## Exercise requirements
Hand back each record exactly as you find it.

++++ Extracted records

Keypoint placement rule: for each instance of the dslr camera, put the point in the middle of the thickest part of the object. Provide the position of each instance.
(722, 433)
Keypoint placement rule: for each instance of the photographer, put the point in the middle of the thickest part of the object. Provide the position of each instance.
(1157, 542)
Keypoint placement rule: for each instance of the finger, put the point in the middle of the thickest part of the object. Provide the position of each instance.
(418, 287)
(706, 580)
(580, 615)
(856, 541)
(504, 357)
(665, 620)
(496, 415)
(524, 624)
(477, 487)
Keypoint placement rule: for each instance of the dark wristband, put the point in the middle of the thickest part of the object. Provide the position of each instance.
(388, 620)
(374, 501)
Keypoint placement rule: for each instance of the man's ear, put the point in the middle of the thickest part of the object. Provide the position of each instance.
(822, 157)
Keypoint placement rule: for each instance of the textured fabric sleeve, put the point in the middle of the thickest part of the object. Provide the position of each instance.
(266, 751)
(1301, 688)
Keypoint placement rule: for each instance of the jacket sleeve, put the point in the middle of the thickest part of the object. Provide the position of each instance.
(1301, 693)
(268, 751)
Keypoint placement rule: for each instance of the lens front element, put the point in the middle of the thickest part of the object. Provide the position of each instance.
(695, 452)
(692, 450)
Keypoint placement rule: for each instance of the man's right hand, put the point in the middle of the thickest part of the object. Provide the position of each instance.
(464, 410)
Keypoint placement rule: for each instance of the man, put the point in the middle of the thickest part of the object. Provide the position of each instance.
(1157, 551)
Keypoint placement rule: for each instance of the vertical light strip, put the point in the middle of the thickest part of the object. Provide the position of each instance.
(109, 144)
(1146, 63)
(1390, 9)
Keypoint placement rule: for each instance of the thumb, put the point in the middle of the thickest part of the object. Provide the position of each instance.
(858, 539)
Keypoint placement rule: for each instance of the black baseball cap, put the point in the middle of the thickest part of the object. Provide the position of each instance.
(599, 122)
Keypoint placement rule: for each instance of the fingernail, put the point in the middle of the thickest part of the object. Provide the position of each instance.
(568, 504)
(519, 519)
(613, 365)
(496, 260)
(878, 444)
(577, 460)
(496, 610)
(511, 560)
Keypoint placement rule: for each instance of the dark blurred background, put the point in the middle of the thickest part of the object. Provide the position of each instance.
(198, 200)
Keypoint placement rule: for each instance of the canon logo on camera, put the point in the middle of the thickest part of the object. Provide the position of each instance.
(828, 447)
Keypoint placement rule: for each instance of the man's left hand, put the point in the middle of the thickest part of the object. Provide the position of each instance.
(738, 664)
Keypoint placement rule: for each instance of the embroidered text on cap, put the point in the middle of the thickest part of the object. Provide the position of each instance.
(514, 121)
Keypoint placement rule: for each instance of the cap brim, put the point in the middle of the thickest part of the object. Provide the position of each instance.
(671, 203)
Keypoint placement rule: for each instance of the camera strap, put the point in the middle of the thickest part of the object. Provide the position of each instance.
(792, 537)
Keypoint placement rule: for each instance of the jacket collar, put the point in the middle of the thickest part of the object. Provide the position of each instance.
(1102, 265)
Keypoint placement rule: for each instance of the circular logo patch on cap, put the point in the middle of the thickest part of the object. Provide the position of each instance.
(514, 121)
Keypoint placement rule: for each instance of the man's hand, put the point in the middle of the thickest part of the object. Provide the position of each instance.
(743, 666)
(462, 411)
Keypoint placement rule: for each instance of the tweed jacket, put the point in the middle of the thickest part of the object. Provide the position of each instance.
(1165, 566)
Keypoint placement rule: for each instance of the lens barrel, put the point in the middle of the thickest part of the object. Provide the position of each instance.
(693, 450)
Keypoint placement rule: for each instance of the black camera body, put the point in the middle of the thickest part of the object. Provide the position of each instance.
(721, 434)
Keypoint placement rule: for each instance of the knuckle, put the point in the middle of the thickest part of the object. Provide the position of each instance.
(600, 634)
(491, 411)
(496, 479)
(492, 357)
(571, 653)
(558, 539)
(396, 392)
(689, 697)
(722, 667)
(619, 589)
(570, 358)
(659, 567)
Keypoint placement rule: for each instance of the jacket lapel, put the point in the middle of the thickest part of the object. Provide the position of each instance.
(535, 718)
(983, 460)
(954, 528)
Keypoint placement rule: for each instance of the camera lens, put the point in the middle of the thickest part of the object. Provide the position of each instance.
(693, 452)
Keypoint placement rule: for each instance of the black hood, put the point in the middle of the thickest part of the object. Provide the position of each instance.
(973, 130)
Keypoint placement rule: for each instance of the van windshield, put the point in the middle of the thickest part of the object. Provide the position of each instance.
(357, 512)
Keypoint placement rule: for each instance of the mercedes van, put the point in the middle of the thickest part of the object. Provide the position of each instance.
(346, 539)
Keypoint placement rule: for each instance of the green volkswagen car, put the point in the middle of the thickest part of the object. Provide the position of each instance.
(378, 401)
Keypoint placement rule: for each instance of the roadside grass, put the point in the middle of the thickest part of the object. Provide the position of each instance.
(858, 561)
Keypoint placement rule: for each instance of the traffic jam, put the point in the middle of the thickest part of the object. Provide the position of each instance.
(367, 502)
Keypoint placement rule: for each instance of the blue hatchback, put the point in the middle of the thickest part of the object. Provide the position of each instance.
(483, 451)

++++++++

## Your response
Keypoint placement rule: for each instance of the dslr camera, put the point in the middle of the thickest part of the object. Provide the position of each instance.
(722, 433)
Keypoint placement rule: for each instance of the photographer, put the point in the middle of the thickest part of the object. Provide the position of each instance.
(1157, 542)
Keypoint placement rule: for each instance of the finger, put the point in the middle of the thickest part of the object. Provide the position of each instance.
(418, 287)
(706, 580)
(580, 615)
(856, 541)
(504, 357)
(665, 620)
(496, 415)
(524, 624)
(477, 487)
Keypoint placement rule: for each instance of the dark wristband, put the point in the middle of the thickest part of the object. Provide the position of each instance.
(388, 620)
(374, 501)
Keypoint placement rule: for each instance of the man's ear, put the point in the middle of the thickest part of the object. Provide the position of each instance.
(822, 157)
Keypoint placement rule: for each instance of the textured fabric sleeve, put the point in the middle of the thickest part of the object. Provide the position of each instance.
(266, 751)
(1301, 688)
Keypoint placement rule: for each instance of the jacket sleeve, put the point in the middle of the thickest part of the object. Provide the position of each instance.
(1301, 693)
(268, 751)
Keypoint placement rule: for each instance of the lens front element, put the point in the middle of the thickest part of the object. Provide the position of each instance.
(695, 452)
(692, 450)
Keypoint placement rule: for each instance of the man's right hand, put the point in the middle of the thickest part of the object. Provide the position of each instance.
(464, 410)
Keypoint placement rule: for each instance of the man, put the point in the middle of the thickest part of the object. Provide the position of each instance.
(1157, 551)
Keypoint placement rule: for each instance of the vertical light strip, put the point in the middle of the thickest part of the object. Provide the position of each instance.
(109, 144)
(1146, 63)
(1390, 9)
Keypoint placement rule: for each instance of the thumb, put the point in the middle of the thickest part of the object. Provide the position of each instance.
(858, 539)
Keypoint placement rule: for each instance of the black baseball cap, put the point in the middle of the thickest part of the object. Provide the position of each instance.
(599, 122)
Keypoint placement rule: for each instance of the fingernail, put the point in the middle of the thickest part of the object. Provide the position of each instance.
(568, 504)
(519, 519)
(613, 365)
(496, 260)
(878, 444)
(577, 460)
(496, 610)
(511, 560)
Keypoint placement rule: for each instance of the dark blurred background, put the point in the middle of the thickest part of the object. Provide the position of each instance.
(198, 200)
Keypoint placement rule: for each instance of the canon logo on camera, put the point in the middle of the thickest part of the object. Provide the position of each instance.
(828, 447)
Keypoint placement rule: for each instance of the man's left hand, put the point in the middle of the thickest part of the object. Provide the position of each instance.
(738, 664)
Keypoint placement rule: for each instance of the embroidered text on cap, put the point in the middle of the thickest part of the object. Provide the position of each instance.
(514, 121)
Keypoint placement rule: for each instance of the cap brim, put the point in the middle of the thickest part of the object. Provide the position of each instance.
(671, 203)
Keypoint placement rule: for each instance of the camera strap, put the point in the middle of the thickest part of the object. Provide the position of each instance.
(792, 537)
Keypoint placement rule: for each instance of the jacket collar, put the point in the middle of the thickest part of the object. Provide the position of each instance.
(1102, 265)
Keypoint placement rule: for each instance of the circular logo patch on cap, put the point in the middle of the thickest part of the object. Provide the position of each instance.
(514, 121)
Keypoint placement rule: for each instance of the man's hand, put the point in the middle of the thickest part of the object. Provide the position of each instance.
(743, 666)
(462, 411)
Keypoint placement rule: for each instance of the tweed jacket, put the point in the middle of the thickest part of the object. Provide the position of each instance.
(1165, 566)
Keypoint placement rule: for each instance of the lens barrel, put the point in the middle of the thickest part of the object. Provide the position of each instance.
(693, 450)
Keypoint placement rule: for each instance of the black camera body, put the point in the middle of the thickest part of the object. Provide the position of each instance.
(721, 434)
Keypoint placement rule: for each instance of the knuckle, put the point in the middle of the thickest part of the object. Provide the position of each instance.
(600, 634)
(491, 411)
(496, 479)
(492, 357)
(571, 653)
(558, 539)
(396, 392)
(689, 697)
(722, 667)
(619, 589)
(570, 358)
(659, 567)
Keypoint placement rule: for each instance of the jacket lapel, put the point in the middle of the thickest part of the object. Provide the position of each instance.
(535, 718)
(983, 460)
(954, 528)
Keypoint placement rule: for each instance of the camera lens, put the point in the middle of the thickest part of the object. Provide the position of each instance.
(693, 452)
Keypoint placement rule: for each instance of the black hood, put the point in the middle of the thickest part of the object. Provide the position of each instance.
(973, 130)
Keypoint placement rule: for each instance of the van windshield, put the point in the middle of the thickest part of the object. Provide the position of each instance.
(357, 512)
Keypoint placement rule: for each instance of the mercedes van, put the point in the middle of the thickest part of the object. Provide the position of each instance.
(346, 539)
Keypoint placement rule: for each instance of the green volkswagen car, put the point in the middle of the thickest part of the object. Provide the position of each instance.
(378, 401)
Keypoint placement rule: for each instance of the roadside grass, put the point in the middle of the thickest part of the object. Provide the position of each instance.
(858, 561)
Keypoint placement rule: for each instance of the traffic jam, put the point in the middle of the thickest part of the object. Provide the position of each instance.
(367, 502)
Keypoint placement rule: for each instance of the blue hatchback, put the point in the middle of the thickest part of the object. Provide the position of each instance.
(483, 451)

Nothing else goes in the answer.